Extracted data -

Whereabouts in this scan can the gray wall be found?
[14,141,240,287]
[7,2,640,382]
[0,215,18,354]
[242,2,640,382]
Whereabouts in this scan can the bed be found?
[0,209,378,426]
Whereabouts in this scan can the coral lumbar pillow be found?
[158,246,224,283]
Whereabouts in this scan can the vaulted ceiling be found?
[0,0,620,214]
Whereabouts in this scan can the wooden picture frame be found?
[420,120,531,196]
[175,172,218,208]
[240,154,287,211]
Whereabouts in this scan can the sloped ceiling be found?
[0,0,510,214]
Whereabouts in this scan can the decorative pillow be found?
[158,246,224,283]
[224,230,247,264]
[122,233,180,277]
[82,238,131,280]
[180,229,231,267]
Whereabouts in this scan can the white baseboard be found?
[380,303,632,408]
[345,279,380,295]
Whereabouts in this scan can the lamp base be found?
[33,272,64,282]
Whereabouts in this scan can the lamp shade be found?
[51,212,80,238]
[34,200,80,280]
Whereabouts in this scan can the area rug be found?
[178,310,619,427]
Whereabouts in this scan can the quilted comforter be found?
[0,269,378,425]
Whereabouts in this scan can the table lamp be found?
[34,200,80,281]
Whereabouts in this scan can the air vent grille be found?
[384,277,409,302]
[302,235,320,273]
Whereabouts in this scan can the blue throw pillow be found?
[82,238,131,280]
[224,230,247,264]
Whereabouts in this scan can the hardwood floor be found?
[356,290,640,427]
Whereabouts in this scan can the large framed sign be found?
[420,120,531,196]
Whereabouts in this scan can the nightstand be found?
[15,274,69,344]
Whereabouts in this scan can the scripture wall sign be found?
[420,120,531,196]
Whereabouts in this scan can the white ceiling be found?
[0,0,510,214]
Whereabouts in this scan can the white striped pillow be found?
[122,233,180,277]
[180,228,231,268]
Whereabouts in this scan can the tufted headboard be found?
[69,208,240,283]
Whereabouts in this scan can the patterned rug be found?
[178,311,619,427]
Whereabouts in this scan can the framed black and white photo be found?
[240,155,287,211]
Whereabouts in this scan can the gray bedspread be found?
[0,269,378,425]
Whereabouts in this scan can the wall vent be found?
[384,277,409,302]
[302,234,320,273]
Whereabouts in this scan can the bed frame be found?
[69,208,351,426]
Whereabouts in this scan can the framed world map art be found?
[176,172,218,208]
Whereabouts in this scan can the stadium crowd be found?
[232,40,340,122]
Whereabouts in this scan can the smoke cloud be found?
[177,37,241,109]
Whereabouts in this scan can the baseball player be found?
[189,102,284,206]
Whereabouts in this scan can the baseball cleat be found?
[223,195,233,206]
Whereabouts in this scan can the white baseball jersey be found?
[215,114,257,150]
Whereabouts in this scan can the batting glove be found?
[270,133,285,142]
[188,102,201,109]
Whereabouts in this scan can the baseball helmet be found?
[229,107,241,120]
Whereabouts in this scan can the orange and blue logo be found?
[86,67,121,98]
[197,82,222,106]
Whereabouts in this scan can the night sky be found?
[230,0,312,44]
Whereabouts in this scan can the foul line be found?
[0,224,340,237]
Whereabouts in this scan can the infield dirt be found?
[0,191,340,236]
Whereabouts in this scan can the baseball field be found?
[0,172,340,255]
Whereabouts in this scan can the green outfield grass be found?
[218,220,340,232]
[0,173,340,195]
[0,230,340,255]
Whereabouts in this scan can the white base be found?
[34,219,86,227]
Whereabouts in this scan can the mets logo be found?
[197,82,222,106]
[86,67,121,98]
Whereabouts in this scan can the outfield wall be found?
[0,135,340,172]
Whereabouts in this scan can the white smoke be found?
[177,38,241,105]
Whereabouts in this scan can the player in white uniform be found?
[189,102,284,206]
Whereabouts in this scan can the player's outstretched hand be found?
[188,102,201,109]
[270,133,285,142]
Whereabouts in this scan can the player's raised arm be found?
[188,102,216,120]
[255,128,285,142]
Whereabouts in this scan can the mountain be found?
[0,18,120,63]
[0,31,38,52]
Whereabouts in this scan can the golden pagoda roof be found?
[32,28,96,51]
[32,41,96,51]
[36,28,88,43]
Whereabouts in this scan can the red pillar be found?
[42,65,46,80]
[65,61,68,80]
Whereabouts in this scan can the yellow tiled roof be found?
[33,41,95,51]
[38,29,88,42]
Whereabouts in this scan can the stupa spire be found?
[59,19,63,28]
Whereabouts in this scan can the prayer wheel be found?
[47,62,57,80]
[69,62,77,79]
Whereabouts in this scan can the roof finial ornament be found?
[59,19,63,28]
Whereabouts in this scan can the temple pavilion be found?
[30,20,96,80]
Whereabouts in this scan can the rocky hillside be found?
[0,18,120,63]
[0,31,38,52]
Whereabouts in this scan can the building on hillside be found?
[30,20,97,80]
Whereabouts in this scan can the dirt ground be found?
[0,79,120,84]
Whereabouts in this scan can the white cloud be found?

Given request - Please copy the material again from the line containing "Whereabouts in this scan can the temple" through its last line, keeping every line and shifting each bounding-box coordinate in the answers by -37.

Answer to the task -
Whereabouts in this scan can the temple pavilion be found?
[-7,-17,59,43]
Whereabouts in this scan can the rocky hillside be found?
[-37,-19,83,26]
[-37,-6,1,15]
Whereabouts in this scan can the building on hillside be found?
[-7,-17,60,43]
Whereabouts in this scan can the dirt ground be found?
[-37,42,83,47]
Whereabouts in this scan can the white cloud be found?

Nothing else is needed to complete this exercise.